— START OF GIVEN DATA —

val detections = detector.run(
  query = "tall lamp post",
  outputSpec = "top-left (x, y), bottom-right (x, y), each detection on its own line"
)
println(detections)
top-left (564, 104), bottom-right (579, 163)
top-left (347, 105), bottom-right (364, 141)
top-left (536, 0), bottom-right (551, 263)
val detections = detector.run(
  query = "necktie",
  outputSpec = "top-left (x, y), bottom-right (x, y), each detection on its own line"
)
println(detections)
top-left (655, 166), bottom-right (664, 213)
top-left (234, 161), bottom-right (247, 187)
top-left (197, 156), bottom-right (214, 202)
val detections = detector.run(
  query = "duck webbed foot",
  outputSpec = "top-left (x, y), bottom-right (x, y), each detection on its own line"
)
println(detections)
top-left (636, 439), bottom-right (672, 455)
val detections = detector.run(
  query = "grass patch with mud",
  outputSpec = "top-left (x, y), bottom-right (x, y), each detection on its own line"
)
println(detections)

— END OF GIVEN DATA —

## TASK DESCRIPTION
Reproduce the entries above, swapping each "outputSpec" for "resultFormat" and keeping everything else the same.

## ANSWER TO THE EXERCISE
val detections = detector.run(
  query = "tall lamp post",
  resultFormat = "top-left (x, y), bottom-right (x, y), each detection on its own line"
)
println(detections)
top-left (564, 104), bottom-right (579, 163)
top-left (347, 105), bottom-right (364, 141)
top-left (536, 0), bottom-right (551, 263)
val detections = detector.run(
  query = "necktie",
  resultFormat = "top-left (x, y), bottom-right (x, y), each detection on its own line"
)
println(detections)
top-left (655, 166), bottom-right (664, 213)
top-left (234, 161), bottom-right (247, 187)
top-left (197, 156), bottom-right (214, 202)
val detections = detector.run(
  query = "duck webbed foot",
  resultFormat = "top-left (x, y), bottom-right (x, y), each detection on its own line"
)
println(detections)
top-left (636, 439), bottom-right (672, 455)
val detections = detector.run(
  query = "grass patch with mud",
  resultFormat = "top-left (x, y), bottom-right (x, y), each detection on its own line"
)
println(detections)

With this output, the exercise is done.